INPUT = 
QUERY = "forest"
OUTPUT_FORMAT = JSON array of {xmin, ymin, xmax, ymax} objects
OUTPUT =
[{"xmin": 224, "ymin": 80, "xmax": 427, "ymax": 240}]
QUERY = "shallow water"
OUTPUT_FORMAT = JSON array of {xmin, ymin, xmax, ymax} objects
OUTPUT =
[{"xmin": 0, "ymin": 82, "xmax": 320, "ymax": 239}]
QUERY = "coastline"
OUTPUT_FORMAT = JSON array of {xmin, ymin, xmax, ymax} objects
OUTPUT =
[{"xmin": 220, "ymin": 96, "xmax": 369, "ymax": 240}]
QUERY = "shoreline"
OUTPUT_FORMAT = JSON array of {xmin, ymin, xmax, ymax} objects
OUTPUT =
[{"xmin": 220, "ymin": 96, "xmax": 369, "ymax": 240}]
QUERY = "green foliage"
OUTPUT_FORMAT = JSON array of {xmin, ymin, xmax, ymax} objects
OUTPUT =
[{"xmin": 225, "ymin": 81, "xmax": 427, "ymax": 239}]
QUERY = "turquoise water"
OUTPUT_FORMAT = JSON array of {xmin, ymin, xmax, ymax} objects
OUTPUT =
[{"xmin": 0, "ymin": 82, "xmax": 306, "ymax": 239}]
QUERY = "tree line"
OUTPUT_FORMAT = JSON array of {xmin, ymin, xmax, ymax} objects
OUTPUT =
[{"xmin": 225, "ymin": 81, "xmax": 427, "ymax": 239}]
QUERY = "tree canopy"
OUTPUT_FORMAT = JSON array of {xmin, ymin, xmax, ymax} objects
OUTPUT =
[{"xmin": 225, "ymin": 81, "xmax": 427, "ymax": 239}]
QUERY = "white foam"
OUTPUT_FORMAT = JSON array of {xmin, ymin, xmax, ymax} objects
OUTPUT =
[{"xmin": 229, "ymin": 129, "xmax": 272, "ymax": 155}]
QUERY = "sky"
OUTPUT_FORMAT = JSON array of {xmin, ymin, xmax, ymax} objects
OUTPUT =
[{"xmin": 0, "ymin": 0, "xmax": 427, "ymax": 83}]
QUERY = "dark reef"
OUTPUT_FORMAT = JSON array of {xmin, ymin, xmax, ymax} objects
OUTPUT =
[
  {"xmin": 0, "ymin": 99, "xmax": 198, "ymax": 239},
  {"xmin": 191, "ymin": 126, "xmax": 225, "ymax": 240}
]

- - -

# [EXERCISE PROMPT]
Pick out every line of the items above that contains the word "water", matching case exactly.

# [COMPLETE ANSWER]
QUERY = "shallow water"
QUERY = "turquoise water"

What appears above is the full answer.